WORK INSTRUCTION:
The output is the line holding "fender; answer laid out like" and all lines after it to the end of the records below; restate them unchanged and add nothing.

INPUT:
#####

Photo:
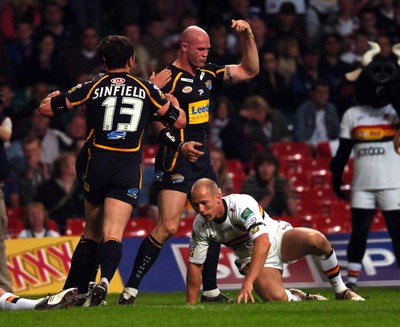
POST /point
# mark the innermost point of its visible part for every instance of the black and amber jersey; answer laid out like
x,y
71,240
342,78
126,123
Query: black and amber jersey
x,y
193,94
118,108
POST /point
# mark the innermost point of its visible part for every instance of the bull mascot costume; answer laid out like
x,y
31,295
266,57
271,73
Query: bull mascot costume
x,y
368,128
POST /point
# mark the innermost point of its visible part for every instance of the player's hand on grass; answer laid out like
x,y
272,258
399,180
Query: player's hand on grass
x,y
190,152
245,294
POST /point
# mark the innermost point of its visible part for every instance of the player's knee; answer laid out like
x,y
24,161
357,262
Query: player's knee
x,y
319,243
276,295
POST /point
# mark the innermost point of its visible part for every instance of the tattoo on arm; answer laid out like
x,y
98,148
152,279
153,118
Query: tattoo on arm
x,y
228,73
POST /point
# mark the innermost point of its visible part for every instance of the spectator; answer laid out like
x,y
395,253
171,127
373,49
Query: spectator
x,y
36,221
271,190
358,47
33,172
87,12
5,136
385,15
317,119
45,64
330,61
343,22
11,192
53,141
54,23
316,15
368,23
15,12
61,195
289,57
219,165
143,65
271,85
153,39
255,128
20,50
287,24
83,60
302,80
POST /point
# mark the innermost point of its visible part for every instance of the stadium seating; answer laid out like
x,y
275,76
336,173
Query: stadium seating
x,y
378,223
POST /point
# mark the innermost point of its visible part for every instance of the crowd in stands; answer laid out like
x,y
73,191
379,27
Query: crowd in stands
x,y
305,48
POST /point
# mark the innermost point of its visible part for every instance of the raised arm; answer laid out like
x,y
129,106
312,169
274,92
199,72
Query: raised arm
x,y
249,66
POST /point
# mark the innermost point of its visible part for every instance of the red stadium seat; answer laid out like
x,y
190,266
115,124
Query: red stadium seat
x,y
14,213
75,226
52,224
378,223
139,227
15,218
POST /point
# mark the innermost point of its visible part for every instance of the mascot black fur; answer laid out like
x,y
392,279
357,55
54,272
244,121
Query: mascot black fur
x,y
377,85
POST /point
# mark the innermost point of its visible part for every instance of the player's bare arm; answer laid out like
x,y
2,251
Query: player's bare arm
x,y
249,67
258,258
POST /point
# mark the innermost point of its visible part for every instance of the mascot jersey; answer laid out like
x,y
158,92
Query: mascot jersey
x,y
376,164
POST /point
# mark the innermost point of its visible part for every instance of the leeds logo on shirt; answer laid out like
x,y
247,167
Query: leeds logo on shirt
x,y
199,112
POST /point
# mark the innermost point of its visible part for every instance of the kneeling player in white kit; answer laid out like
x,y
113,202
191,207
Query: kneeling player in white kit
x,y
262,245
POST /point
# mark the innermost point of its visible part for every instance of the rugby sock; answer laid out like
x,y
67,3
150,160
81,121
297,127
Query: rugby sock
x,y
330,267
9,301
84,263
353,271
111,254
145,258
209,274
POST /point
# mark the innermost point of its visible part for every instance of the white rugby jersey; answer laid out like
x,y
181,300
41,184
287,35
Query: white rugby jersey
x,y
245,220
376,164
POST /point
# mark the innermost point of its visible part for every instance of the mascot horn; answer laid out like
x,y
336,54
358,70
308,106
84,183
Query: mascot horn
x,y
378,81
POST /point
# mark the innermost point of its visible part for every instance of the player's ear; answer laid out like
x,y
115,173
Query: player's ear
x,y
184,46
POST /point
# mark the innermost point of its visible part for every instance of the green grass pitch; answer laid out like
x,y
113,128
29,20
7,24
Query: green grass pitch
x,y
381,308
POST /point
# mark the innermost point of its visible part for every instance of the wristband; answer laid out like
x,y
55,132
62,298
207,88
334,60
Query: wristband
x,y
166,138
171,115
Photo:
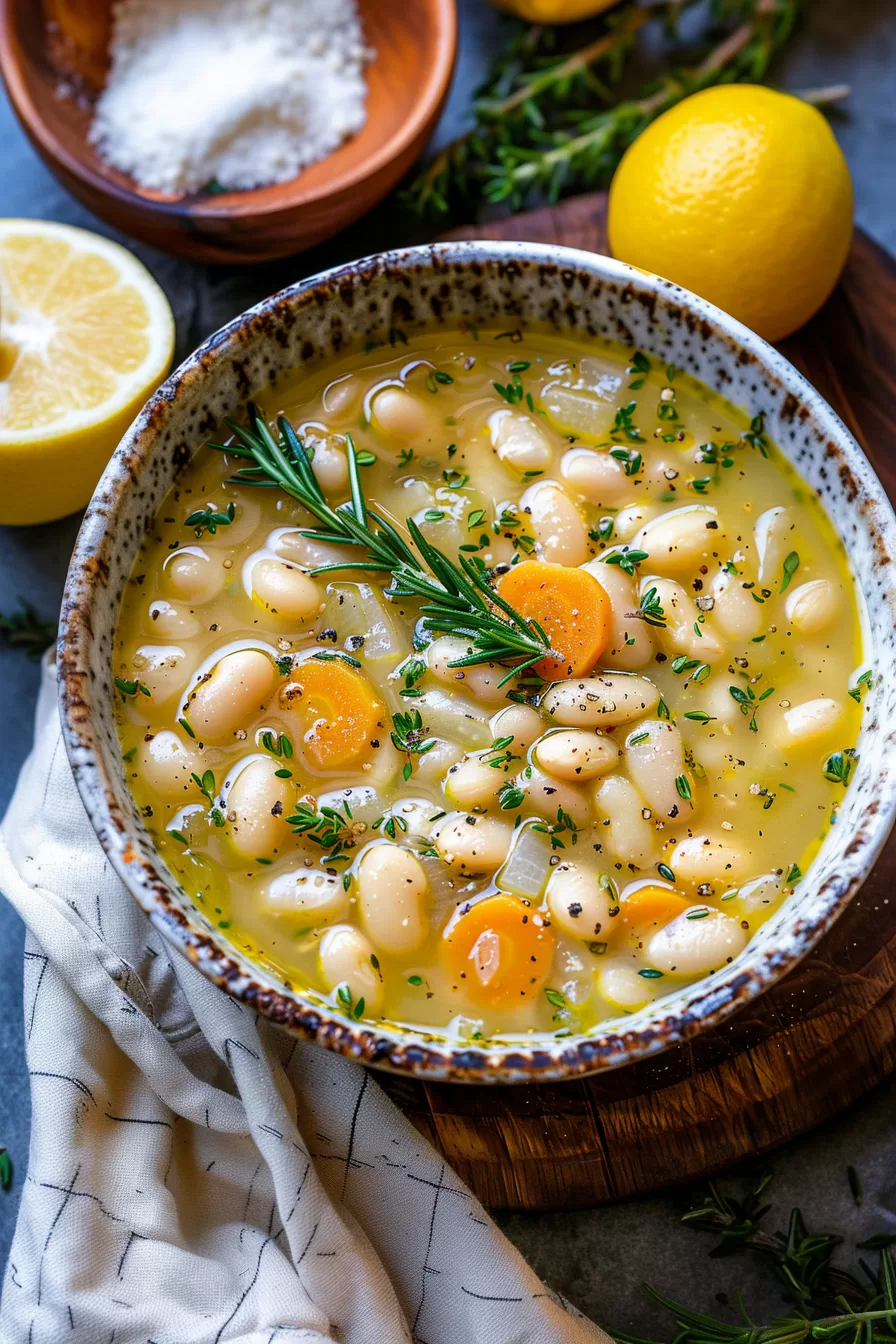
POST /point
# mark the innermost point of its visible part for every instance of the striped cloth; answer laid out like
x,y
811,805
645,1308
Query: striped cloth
x,y
198,1176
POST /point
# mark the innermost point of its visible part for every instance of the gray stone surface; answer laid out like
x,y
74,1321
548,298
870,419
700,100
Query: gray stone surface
x,y
598,1258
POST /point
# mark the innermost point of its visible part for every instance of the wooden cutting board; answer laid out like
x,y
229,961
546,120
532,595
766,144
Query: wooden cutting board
x,y
814,1043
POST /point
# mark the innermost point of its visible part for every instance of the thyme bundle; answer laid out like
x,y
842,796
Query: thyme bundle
x,y
547,125
456,597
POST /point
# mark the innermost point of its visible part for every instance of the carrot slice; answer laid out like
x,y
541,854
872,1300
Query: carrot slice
x,y
339,711
650,906
500,950
570,606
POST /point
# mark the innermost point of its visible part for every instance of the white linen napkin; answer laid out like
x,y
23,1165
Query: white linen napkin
x,y
198,1176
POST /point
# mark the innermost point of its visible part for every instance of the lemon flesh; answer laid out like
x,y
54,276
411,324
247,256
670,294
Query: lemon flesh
x,y
85,336
742,195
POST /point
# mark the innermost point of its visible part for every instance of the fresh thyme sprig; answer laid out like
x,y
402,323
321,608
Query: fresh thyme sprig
x,y
515,102
456,597
331,828
27,631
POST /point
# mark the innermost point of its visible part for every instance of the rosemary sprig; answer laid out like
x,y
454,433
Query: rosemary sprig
x,y
456,596
832,1305
26,631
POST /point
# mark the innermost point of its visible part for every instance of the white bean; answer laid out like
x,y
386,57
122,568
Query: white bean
x,y
632,836
331,464
696,946
681,616
192,575
560,535
519,441
391,890
755,901
813,606
457,719
681,539
773,534
812,719
400,415
292,546
578,903
160,669
434,764
735,612
520,722
546,794
345,960
316,898
473,784
167,765
595,477
257,809
171,622
480,682
603,700
341,395
238,686
619,983
285,590
473,844
654,761
576,754
705,859
630,644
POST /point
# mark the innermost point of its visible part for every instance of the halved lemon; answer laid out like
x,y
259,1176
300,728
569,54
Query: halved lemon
x,y
85,336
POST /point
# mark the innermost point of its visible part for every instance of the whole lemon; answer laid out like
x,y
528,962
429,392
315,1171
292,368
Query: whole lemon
x,y
742,195
554,11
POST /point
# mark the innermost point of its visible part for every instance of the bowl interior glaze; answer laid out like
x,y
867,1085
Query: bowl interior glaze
x,y
481,284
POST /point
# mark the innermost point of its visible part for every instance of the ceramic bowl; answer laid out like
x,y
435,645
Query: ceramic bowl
x,y
53,59
486,284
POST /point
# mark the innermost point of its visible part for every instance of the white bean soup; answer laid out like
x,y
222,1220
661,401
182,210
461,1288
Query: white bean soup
x,y
490,682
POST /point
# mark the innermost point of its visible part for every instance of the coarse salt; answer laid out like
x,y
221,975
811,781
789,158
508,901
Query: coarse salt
x,y
233,93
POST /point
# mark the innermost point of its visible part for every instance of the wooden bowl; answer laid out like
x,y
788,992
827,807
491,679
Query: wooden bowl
x,y
53,58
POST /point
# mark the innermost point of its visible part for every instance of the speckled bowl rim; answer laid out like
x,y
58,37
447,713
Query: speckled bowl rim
x,y
688,1011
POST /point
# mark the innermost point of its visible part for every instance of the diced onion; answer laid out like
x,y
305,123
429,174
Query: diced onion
x,y
528,864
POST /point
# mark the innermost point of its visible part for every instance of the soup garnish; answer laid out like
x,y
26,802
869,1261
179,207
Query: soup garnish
x,y
490,683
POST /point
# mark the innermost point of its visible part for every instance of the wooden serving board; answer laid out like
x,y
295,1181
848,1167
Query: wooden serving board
x,y
818,1039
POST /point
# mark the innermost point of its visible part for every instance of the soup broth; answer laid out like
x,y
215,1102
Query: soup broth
x,y
368,800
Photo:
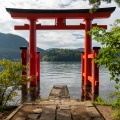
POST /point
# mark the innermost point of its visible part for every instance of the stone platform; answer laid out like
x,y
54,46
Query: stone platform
x,y
58,107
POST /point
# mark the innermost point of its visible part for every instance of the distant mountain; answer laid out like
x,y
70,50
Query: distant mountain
x,y
80,49
49,49
10,46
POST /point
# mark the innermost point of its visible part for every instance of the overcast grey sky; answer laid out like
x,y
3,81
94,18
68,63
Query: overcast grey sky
x,y
51,39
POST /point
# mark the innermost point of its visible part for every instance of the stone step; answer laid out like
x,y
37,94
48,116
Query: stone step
x,y
48,113
59,92
63,114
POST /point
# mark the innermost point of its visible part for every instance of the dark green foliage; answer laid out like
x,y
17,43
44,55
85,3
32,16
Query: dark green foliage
x,y
62,55
110,57
10,80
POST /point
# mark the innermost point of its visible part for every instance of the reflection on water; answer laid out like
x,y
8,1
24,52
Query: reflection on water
x,y
69,73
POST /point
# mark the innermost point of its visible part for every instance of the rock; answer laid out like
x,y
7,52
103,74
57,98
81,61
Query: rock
x,y
37,111
33,116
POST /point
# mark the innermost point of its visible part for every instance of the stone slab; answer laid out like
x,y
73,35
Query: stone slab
x,y
14,112
59,91
93,112
63,115
64,107
37,111
48,113
88,104
33,116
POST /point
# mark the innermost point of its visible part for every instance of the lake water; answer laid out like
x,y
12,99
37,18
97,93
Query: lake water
x,y
69,73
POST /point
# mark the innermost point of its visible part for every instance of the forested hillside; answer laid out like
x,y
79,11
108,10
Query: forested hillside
x,y
10,46
62,55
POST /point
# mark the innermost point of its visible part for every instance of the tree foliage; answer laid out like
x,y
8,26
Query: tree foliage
x,y
97,3
62,55
110,57
10,80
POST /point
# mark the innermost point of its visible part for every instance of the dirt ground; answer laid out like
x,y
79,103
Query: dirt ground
x,y
105,111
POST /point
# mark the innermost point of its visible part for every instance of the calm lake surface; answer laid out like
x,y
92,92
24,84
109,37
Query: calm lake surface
x,y
69,73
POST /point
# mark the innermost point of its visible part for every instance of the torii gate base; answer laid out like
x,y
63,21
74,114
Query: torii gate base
x,y
34,92
91,91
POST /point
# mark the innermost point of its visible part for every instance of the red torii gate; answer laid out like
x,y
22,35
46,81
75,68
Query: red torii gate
x,y
60,17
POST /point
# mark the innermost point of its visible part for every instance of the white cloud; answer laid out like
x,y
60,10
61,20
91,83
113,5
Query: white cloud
x,y
49,39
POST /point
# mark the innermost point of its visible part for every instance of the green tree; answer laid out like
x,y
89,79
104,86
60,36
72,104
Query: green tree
x,y
110,56
10,80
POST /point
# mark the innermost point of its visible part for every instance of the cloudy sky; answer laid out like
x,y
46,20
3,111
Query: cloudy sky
x,y
51,39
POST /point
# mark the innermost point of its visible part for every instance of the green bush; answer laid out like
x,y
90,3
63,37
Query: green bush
x,y
10,80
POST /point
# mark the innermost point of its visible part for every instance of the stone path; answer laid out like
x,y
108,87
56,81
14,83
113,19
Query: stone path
x,y
65,109
58,107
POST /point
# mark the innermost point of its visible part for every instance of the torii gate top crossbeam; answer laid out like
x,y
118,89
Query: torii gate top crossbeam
x,y
58,13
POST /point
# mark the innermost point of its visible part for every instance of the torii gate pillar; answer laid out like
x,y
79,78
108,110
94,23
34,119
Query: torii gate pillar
x,y
32,52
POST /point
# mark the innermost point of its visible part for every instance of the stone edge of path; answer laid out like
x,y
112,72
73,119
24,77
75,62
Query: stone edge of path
x,y
14,112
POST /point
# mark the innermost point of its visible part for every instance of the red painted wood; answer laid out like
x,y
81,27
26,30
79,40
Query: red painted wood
x,y
87,50
97,15
95,73
82,64
38,66
32,52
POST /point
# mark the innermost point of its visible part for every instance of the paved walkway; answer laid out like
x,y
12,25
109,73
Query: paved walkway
x,y
58,107
65,109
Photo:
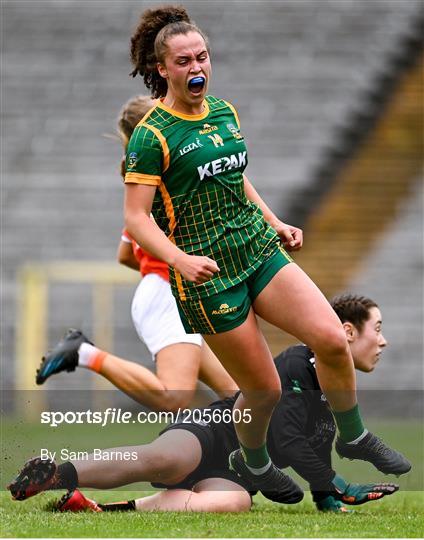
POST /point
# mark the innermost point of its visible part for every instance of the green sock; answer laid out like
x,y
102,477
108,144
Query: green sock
x,y
255,457
349,424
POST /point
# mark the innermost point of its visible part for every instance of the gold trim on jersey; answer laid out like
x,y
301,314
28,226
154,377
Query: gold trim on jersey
x,y
192,117
234,112
170,214
163,143
146,179
206,317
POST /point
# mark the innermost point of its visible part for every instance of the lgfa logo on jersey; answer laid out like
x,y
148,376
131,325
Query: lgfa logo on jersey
x,y
132,160
190,147
207,128
235,161
216,139
224,309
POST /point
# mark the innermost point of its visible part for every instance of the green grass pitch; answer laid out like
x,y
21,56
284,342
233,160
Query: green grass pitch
x,y
400,515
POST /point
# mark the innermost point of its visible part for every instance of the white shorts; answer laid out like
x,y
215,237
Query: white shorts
x,y
155,315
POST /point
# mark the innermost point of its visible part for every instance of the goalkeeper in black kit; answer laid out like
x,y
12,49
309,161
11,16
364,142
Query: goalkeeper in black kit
x,y
190,457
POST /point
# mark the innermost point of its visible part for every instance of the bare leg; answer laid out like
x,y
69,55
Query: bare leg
x,y
172,387
168,459
213,374
209,495
246,356
303,311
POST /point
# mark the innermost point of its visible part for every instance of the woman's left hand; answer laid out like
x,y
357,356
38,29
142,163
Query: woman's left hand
x,y
291,237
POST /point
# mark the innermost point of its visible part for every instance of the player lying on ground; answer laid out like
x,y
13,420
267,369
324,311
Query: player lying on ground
x,y
190,458
180,358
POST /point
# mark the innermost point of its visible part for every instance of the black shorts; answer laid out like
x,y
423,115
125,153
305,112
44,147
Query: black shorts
x,y
216,447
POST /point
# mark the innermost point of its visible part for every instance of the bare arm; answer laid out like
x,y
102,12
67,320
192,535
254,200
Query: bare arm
x,y
291,237
137,208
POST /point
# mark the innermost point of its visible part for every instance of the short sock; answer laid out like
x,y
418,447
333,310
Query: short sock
x,y
349,424
67,477
90,357
123,506
257,459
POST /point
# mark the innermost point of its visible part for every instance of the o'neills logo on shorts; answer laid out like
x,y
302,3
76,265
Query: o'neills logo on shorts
x,y
224,309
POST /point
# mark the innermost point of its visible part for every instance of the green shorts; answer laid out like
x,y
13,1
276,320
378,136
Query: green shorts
x,y
228,309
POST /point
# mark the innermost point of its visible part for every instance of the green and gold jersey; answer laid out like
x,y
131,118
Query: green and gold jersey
x,y
197,163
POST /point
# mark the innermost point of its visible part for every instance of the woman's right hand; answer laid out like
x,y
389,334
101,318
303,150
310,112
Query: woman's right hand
x,y
195,268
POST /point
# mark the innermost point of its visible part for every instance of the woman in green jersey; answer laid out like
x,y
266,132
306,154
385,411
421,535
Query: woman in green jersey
x,y
185,164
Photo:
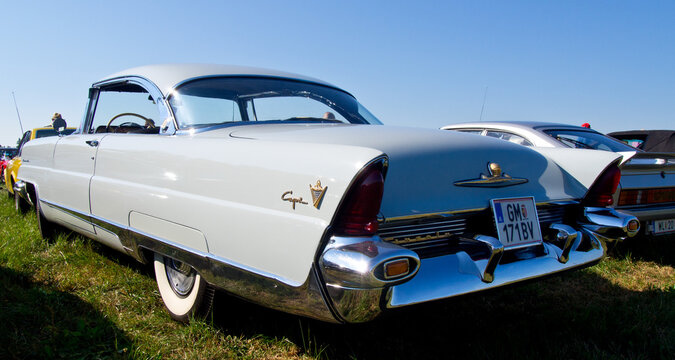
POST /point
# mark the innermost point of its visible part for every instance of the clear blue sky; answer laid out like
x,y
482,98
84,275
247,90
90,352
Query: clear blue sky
x,y
424,64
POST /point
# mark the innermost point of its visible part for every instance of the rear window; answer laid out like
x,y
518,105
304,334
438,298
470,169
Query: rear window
x,y
51,132
588,140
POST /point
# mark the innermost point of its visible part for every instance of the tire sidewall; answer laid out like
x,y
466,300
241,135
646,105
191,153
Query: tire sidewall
x,y
179,307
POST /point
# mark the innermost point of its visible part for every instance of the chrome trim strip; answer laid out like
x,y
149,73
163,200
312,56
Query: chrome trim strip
x,y
491,182
257,286
455,212
452,275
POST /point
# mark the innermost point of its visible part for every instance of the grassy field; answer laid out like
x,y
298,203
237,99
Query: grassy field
x,y
74,298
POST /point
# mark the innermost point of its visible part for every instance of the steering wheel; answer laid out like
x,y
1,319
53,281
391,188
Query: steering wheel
x,y
148,122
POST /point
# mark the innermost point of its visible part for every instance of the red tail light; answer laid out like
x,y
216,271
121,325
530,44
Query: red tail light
x,y
357,215
602,191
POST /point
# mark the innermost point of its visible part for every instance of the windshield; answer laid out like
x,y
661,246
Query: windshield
x,y
215,101
588,140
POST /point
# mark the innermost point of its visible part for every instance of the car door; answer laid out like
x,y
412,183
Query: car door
x,y
72,169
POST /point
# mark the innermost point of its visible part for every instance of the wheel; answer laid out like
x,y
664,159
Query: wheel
x,y
184,292
20,204
48,229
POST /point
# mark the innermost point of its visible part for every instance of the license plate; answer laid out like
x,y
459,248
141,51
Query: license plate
x,y
517,222
664,226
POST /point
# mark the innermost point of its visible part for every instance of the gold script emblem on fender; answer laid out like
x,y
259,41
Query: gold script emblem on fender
x,y
287,197
317,193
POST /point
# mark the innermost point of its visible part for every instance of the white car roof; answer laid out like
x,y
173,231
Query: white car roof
x,y
530,130
524,125
168,76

#####

OUTPUT FOR THIS TASK:
# mark the innermost point of its visible part for every instance of the gold script emblem on fender; answer laid out like
x,y
259,41
Query: gold script emblem on fender
x,y
287,197
317,193
POST /point
# mark the innermost point of its visible part for every instance of the white car roof; answer laid out like
x,y
173,231
Query: white car roof
x,y
530,130
524,125
168,76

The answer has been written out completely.